_Auszüge der Einträge_
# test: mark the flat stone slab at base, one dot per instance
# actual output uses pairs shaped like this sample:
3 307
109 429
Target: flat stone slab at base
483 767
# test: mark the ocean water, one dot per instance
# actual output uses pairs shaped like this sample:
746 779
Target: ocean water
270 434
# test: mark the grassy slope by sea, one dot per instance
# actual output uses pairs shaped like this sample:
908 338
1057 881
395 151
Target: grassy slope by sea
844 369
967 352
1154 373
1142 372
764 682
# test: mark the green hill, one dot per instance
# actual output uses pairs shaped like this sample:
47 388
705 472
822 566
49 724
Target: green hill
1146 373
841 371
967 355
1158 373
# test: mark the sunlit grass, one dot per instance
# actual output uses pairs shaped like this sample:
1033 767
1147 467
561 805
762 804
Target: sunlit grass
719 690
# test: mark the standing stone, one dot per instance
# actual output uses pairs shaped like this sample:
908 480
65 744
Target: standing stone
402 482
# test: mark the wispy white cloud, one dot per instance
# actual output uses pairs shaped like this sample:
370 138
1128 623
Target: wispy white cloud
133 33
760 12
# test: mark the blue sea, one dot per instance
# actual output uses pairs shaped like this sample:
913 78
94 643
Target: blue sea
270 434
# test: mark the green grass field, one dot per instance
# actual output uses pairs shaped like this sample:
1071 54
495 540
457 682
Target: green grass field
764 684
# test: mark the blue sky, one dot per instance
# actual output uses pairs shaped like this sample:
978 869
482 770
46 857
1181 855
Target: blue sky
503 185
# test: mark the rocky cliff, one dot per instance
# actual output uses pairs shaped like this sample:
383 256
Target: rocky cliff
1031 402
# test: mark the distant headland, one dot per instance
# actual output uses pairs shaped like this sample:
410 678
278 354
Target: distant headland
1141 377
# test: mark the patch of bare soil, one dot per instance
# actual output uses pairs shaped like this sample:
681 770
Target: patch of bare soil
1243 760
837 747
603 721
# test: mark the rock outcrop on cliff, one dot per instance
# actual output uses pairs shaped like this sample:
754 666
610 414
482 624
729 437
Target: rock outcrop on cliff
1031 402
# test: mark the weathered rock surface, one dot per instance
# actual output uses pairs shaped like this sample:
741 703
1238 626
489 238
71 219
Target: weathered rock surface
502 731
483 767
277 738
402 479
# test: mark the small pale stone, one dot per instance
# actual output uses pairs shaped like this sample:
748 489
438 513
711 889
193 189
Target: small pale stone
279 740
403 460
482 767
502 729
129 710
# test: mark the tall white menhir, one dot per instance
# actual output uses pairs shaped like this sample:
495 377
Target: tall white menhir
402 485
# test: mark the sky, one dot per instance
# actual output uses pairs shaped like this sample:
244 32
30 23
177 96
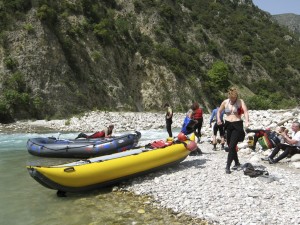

_Geforderte Arbeit_
Ziehe aus den obigen Einträgen jede Zeile heraus, in der das Wort "rocky" vorkommt.

_Lösung_
# test: mark the rocky cliff, one dot per instance
Target: rocky cliff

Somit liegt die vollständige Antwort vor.